EXERCISE OBJECTIVE :: Locate each line in the data below that contains the string "plaid", and copy every such line in full.

Entries for pointing and labeling:
================
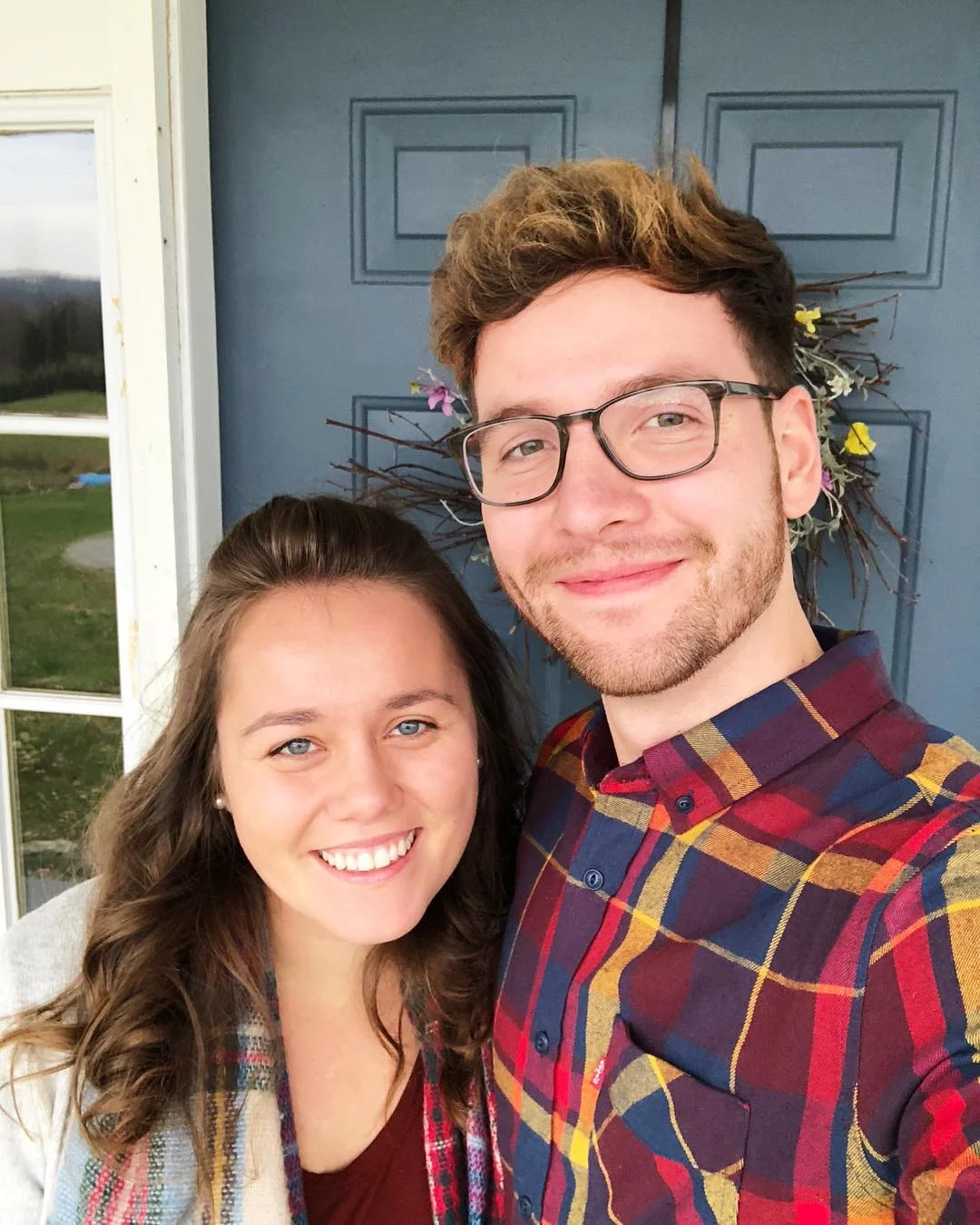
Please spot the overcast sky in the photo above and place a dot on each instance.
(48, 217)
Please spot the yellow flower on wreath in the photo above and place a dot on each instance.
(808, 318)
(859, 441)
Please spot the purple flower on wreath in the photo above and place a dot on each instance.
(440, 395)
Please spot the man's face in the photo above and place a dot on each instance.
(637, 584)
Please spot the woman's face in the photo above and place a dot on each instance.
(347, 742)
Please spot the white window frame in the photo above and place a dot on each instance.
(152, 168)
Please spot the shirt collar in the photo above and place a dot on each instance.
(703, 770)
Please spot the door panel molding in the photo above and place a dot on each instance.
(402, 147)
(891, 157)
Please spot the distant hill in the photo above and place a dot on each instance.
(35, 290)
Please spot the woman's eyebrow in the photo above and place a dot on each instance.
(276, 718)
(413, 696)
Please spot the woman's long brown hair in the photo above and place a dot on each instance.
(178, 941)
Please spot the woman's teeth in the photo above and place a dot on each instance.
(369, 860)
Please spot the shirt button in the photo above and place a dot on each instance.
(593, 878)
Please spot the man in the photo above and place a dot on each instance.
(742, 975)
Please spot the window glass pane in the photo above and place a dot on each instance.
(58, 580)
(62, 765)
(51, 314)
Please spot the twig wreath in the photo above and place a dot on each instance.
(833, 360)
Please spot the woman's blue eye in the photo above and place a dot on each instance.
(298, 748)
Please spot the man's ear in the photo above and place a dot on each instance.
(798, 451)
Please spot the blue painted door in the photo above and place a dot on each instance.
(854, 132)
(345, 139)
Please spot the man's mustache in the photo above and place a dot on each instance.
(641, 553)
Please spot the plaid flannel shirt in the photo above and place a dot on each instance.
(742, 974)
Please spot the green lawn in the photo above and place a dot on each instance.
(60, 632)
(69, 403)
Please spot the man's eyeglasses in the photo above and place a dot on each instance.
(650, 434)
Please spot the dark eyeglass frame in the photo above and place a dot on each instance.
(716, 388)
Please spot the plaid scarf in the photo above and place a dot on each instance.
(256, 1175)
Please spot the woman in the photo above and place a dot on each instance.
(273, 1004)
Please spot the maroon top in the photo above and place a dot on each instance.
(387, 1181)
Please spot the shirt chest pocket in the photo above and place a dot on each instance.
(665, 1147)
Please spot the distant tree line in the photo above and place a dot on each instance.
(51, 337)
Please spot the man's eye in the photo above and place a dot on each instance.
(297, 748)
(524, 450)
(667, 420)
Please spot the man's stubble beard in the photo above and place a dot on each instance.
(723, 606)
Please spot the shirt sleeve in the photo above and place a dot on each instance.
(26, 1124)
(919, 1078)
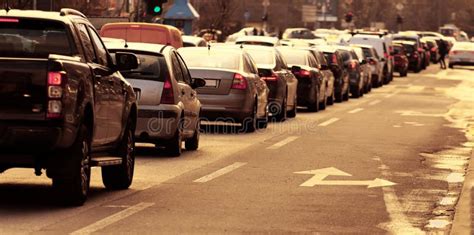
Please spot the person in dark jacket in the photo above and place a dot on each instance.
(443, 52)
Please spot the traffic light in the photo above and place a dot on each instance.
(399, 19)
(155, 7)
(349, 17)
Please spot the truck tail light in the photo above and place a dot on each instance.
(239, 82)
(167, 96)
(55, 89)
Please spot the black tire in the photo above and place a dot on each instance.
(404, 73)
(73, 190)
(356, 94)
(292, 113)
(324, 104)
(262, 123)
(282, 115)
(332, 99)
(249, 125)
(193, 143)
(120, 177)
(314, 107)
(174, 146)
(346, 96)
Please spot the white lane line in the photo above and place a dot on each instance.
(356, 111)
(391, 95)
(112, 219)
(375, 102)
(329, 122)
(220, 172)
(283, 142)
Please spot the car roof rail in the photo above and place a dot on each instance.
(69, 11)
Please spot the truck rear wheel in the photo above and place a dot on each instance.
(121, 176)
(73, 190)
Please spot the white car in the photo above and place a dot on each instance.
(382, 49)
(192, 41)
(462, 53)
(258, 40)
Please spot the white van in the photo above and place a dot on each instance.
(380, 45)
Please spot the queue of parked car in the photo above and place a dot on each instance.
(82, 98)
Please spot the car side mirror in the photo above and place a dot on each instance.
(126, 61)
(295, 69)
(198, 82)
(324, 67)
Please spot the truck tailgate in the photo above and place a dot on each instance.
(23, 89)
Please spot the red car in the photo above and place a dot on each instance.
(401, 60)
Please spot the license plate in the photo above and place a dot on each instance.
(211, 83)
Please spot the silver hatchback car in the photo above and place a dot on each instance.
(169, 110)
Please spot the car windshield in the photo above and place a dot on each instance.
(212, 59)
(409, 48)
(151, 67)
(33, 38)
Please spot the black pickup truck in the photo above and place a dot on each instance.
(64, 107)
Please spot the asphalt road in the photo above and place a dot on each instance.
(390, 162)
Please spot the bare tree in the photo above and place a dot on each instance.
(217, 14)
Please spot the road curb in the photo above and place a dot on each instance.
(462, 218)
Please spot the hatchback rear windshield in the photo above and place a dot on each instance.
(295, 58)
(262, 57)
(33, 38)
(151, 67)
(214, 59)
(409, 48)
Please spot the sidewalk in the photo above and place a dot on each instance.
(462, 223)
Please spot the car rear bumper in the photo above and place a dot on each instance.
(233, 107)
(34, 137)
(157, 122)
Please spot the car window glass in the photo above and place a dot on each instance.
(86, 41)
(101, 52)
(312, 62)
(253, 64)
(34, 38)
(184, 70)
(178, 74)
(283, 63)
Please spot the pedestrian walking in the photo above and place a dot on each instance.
================
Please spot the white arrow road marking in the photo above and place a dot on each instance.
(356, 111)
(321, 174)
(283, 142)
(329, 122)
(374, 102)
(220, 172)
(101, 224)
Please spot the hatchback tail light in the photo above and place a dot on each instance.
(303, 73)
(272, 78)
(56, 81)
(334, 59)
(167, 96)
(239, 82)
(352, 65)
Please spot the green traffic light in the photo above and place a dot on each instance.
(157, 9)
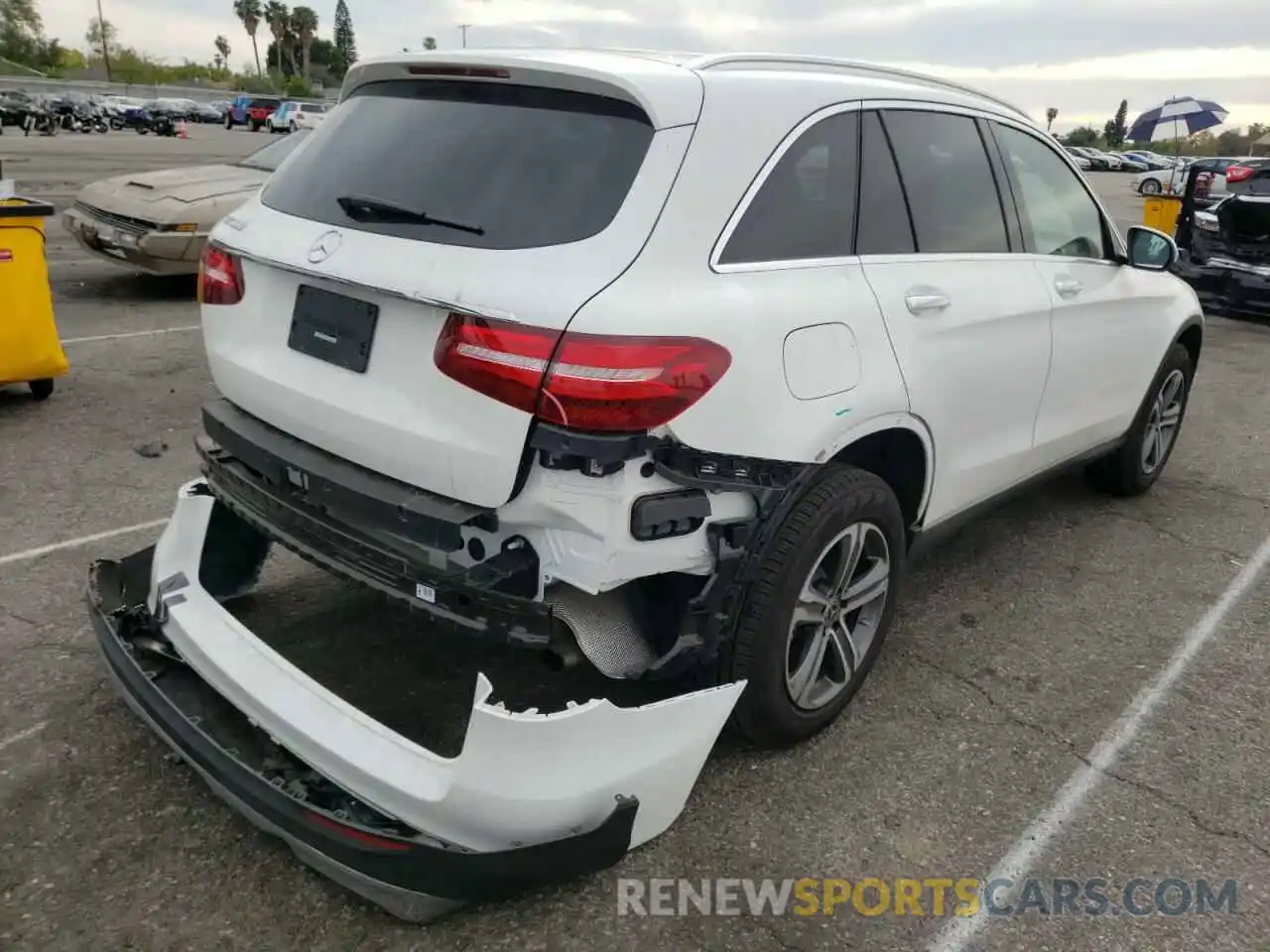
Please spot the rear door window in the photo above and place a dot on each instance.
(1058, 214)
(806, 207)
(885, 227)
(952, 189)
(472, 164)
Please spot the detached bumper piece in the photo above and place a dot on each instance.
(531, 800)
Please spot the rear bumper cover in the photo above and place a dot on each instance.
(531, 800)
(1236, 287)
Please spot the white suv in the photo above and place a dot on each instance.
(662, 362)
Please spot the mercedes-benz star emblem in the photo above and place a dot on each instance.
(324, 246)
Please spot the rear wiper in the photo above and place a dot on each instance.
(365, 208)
================
RESULT ::
Please spot the plaid flannel shirt in the photo above and place a dot on each instance.
Please spot the plaid scarf in the photo above and place a dot on each instance.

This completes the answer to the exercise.